::: Excerpted passage

Once the Iban migrated into a riverine area, they will divide the area into three basic areas i.e. farming area, territorial domain (pemakai menoa) and forest reserve (pulau galau). The farming area is distributed accordingly to each family based on consensus. The chief and elders are responsible to settle any disputes and claims amicably. The territorial domain is a common area where the families of each longhouse are allowed to source for foods and confined themselves without encroachment into domains of other longhouses. The forest reserve is for common use, as a source of natural materials for building longhouse (ramu), boat making, plaiting, etc.

The whole riverine region can consist of many longhouses and thus the entire region belongs to all of them and they shall defend it against encroachment and attack by outsiders. Those longhouses sharing and living in the same riverine region call themselves shared owners (sepemakai).

Each track of virgin forest cleared by each family (rimba) will automatically belong to that family and inherited by its descendants as heirloom (pesaka) unless they migrate to other regions and relinquish their ownership of their land, which is symbolized by a token payment using a simple item in exchange for the land.

Agriculture and economy[edit]

A 19th century Iban carving of a hornbill.

Traditionally, Iban agriculture was based on actual integrated indigenous farming system. Ibans plant hill rice paddies once a year in twenty-seven stages as described by Freeman in his report on Iban Agriculture. Agricultural Land in this sense was used and defined primarily in terms of hill rice farming, ladang (garden), and hutan (forest).[34][page needed][33][page needed] The main stages of the paddy cultivation is followed by the Iban lemambang bards to compose their ritual incantations. The bards also analogizes the headhunting expedition with the paddy cultivation stages. Other crops planted include ensabi, cucumber (rampu amat and rampu betu), brinjal, corn, lingkau, millet and cotton (tayak). Downriver Iban plant wet rice paddy at the low-lying riverine areas which are beyond the reach of the salt water tide.[35]

For cash, the Ibans find jungle produce to sell at the market or town. Later, they planted rubber, pepper and cocoa. Nowadays, many Ibans work in towns to seek better sources of income.[36]

Trading is not a natural activity for the Iban. They did trade paddy for jars or salted fish coming from the sea in the old days but paddy lost its economic value a long time ago. Not much yield can be produced from repetitively replanted areas anyway because their planting relies on the natural source of fertilizer from the forest itself and the source of water for irrigation is from the rain, hence the cycle of the weather season is important and need to be correctly followed. Trading of sundries, jungle produce or agricultural produce is normally performed by the Chinese who commuted between the town and the location of the shop.[37]


Iban Dayak bangkong fleet attacking brig Lily.

::::::
::: Provided information

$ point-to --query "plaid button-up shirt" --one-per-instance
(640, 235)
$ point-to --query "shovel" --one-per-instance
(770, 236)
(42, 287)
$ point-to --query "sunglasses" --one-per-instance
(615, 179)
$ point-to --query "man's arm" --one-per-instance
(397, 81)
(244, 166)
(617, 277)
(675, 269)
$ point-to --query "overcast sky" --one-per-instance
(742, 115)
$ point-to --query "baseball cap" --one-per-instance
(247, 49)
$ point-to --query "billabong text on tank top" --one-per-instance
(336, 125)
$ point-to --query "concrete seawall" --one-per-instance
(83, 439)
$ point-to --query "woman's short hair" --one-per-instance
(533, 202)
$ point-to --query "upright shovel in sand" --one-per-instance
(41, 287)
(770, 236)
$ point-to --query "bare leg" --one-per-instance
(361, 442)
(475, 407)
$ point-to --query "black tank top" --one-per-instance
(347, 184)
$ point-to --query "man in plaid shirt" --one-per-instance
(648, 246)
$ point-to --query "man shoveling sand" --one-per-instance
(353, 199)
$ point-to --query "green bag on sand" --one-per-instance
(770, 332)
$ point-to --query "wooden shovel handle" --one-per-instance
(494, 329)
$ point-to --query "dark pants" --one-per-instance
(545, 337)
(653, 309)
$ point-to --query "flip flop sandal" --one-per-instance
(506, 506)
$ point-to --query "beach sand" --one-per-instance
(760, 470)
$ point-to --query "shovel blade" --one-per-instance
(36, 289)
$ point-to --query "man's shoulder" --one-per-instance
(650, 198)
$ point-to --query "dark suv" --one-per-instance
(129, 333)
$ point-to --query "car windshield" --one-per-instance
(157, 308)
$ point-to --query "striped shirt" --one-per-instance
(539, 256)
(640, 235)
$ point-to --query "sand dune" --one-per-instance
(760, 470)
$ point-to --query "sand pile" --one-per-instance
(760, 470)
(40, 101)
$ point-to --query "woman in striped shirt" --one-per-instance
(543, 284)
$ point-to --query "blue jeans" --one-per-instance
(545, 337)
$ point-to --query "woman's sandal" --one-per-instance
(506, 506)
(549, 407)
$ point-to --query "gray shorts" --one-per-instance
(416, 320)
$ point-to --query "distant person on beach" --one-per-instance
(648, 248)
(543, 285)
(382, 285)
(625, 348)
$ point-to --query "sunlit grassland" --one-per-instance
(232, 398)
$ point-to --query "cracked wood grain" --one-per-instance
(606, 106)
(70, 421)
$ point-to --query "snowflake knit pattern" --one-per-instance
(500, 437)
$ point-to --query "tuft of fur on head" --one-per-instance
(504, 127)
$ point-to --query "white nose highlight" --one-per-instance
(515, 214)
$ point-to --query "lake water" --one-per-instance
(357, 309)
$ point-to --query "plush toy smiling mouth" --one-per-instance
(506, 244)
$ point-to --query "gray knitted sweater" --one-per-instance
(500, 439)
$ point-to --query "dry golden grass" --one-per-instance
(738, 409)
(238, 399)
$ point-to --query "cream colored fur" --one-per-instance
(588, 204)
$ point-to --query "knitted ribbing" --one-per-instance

::::::

-- Things to do --
1. Answer these questions from the passage on Iban land and farming:
(a) Into which three basic areas do the Iban divide a riverine area?
(b) What do longhouses that share and live in the same riverine region call themselves?
(c) Which crops did the Iban later plant for cash?
2. In the passage on Iban land and farming, turn the paragraph beginning "Trading is not a natural activity" into a short bulleted list that keeps its main facts.
3. Retype the stretch of the passage on Iban land and farming from "The whole riverine" through "shared owners (sepemakai)." without any changes.

-- Answers to the problems --
1.
(a) The farming area, the territorial domain (pemakai menoa) and the forest reserve (pulau galau).
(b) Shared owners (sepemakai).
(c) Rubber, pepper and cocoa.

2.
- Trading is not a natural activity for the Iban.
- In the old days they traded paddy for jars or for salted fish from the sea, but paddy lost its economic value long ago.
- Repeatedly replanted areas yield little, because planting depends on the forest for fertilizer and on rain for irrigation. Following the weather cycle correctly is therefore important.
- Trade in sundries, jungle produce and agricultural produce is normally done by the Chinese, who commuted between town and the shop's location.

3.
The whole riverine region can consist of many longhouses and thus the entire region belongs to all of them and they shall defend it against encroachment and attack by outsiders. Those longhouses sharing and living in the same riverine region call themselves shared owners (sepemakai).